-- Start of Data lines --

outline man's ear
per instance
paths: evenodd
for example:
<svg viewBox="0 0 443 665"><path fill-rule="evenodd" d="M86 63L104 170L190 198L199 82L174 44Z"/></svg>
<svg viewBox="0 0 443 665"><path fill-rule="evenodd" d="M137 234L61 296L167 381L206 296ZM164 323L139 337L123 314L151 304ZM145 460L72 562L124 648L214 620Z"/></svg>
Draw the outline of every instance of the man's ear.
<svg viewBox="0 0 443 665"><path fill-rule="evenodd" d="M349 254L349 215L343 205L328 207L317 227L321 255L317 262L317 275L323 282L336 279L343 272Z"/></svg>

-- End of Data lines --
-- Start of Data lines --

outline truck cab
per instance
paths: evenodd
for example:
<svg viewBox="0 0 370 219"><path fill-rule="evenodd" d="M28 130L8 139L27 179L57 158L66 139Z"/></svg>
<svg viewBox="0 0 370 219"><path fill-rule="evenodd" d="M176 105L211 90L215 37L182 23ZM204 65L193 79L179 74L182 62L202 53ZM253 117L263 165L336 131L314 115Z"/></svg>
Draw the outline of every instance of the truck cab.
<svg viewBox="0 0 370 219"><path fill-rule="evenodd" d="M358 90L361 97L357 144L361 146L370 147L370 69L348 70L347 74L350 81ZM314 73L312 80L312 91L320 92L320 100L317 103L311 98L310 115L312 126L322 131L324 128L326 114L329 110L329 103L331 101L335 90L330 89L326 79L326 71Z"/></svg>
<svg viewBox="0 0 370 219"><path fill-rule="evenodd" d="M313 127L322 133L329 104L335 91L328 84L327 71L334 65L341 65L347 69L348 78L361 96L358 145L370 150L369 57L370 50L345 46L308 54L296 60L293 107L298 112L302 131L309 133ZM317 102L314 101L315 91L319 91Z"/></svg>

-- End of Data lines --
-- Start of Data lines --

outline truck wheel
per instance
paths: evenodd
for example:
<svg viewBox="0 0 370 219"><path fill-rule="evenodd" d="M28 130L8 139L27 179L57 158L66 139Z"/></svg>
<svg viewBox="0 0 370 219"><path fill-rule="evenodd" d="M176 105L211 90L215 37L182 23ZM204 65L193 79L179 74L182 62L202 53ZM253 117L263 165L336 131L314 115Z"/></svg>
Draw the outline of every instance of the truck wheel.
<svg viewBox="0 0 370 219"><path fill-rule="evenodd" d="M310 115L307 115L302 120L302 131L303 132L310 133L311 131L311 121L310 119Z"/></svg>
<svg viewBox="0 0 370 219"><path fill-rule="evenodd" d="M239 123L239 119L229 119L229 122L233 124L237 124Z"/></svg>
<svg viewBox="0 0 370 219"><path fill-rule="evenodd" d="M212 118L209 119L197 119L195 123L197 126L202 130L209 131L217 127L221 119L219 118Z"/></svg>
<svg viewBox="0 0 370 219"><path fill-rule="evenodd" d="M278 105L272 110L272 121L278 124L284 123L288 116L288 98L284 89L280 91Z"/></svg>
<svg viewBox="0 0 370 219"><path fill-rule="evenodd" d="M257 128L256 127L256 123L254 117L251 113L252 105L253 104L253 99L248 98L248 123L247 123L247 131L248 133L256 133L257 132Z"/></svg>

-- End of Data lines --

Work to be completed: Show every line of the material above that contains the word "truck", copying each one in full.

Written reply:
outline truck cab
Draw the outline of every instance of the truck cab.
outline truck wheel
Draw the outline of every instance of the truck wheel.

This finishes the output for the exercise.